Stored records
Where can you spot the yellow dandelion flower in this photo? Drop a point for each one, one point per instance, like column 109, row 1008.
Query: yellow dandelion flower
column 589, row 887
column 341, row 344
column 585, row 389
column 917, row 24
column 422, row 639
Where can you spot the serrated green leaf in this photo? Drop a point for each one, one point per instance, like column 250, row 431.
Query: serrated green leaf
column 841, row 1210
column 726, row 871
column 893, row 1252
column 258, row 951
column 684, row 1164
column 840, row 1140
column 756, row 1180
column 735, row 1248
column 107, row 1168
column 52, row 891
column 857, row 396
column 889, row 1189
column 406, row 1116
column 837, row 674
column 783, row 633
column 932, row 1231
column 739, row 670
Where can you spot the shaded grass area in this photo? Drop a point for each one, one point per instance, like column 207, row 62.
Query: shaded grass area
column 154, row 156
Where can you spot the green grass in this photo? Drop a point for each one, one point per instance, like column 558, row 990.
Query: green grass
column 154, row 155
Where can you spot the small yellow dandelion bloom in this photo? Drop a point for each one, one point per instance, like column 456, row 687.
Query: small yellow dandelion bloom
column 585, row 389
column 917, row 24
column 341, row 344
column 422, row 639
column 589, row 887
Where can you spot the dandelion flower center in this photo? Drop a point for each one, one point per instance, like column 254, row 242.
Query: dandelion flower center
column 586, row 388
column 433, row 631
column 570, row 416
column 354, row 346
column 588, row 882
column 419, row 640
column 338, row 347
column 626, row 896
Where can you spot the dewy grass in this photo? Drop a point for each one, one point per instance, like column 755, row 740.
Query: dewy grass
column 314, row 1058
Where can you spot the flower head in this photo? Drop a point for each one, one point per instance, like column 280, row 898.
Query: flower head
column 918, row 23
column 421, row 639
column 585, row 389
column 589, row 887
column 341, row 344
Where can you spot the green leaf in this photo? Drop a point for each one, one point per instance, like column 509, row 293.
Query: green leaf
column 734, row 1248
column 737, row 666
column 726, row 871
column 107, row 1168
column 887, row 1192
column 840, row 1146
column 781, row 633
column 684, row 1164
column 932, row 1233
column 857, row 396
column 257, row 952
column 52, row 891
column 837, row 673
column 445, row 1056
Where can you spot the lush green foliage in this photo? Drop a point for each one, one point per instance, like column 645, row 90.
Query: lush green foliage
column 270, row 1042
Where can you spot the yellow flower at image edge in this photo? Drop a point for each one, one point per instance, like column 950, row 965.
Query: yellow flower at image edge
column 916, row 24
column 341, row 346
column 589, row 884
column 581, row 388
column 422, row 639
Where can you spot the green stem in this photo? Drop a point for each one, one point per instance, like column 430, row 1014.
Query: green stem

Directions
Every word of the data above should be given again, exactly as it stands.

The completed task
Where can you spot the yellow dandelion flower in this photo? Drop a point for each one, one point per instance, like column 109, row 1008.
Query: yellow dandelion flower
column 589, row 887
column 341, row 344
column 585, row 389
column 917, row 24
column 422, row 639
Where can you spot the serrated green leaf in this photo? Drop a point for each one, one point per instance, like column 250, row 431.
Query: serrated green leaf
column 841, row 1210
column 726, row 871
column 893, row 1252
column 258, row 951
column 684, row 1164
column 840, row 1140
column 756, row 1180
column 735, row 1248
column 107, row 1168
column 52, row 891
column 857, row 396
column 889, row 1189
column 406, row 1116
column 837, row 674
column 783, row 633
column 932, row 1231
column 739, row 670
Where can you spot the shaded grass area in this photo? Drop a point for each one, one point per instance, like column 207, row 62.
Query: shaded grass area
column 154, row 156
Where can you spot the green grass in this photo? Drop a point for each one, one point per instance, like column 558, row 990.
Query: green grass
column 154, row 155
Where can you spot the small yellow dandelion bloom in this photo? Drop a point for each one, one point per instance, like column 456, row 687.
Query: small yellow dandelion bloom
column 585, row 389
column 917, row 24
column 341, row 344
column 422, row 639
column 589, row 887
Where can you spot the dandelion flower center in this photo? Drop a point for each one, one point per instance, like column 254, row 242.
Query: dandelion flower center
column 586, row 388
column 433, row 631
column 570, row 416
column 354, row 346
column 588, row 882
column 419, row 640
column 338, row 347
column 626, row 896
Where can you spot the dewy grass in this photo? Drop a point for each one, one point per instance, like column 755, row 740.
Query: dewy grass
column 314, row 1058
Where can you spot the flower head in this photo? Drop a point for each one, one point per instance, like column 280, row 898.
Query: flower head
column 918, row 23
column 421, row 639
column 585, row 389
column 589, row 887
column 341, row 344
Where can you spot the green leaf in this photo? Drop a point for each one, one point per instance, like column 509, row 293.
Query: green leaf
column 734, row 1248
column 737, row 666
column 726, row 871
column 107, row 1168
column 887, row 1192
column 840, row 1146
column 781, row 633
column 684, row 1164
column 932, row 1233
column 857, row 396
column 257, row 952
column 52, row 891
column 837, row 673
column 445, row 1056
Where can you spot the lush green foliage in this photo? Drop a point for each one, one point per instance, like column 645, row 90.
Query: lush green foliage
column 270, row 1042
Where can you spot the yellow flower at image edge in this photo? Drop a point for each one, one point per instance, like column 950, row 965.
Query: yellow flower at image edge
column 916, row 24
column 341, row 346
column 589, row 884
column 581, row 388
column 422, row 639
Where can you spot the green stem in this photo? Drop a point for each one, one point per instance, like column 430, row 1014.
Query: green stem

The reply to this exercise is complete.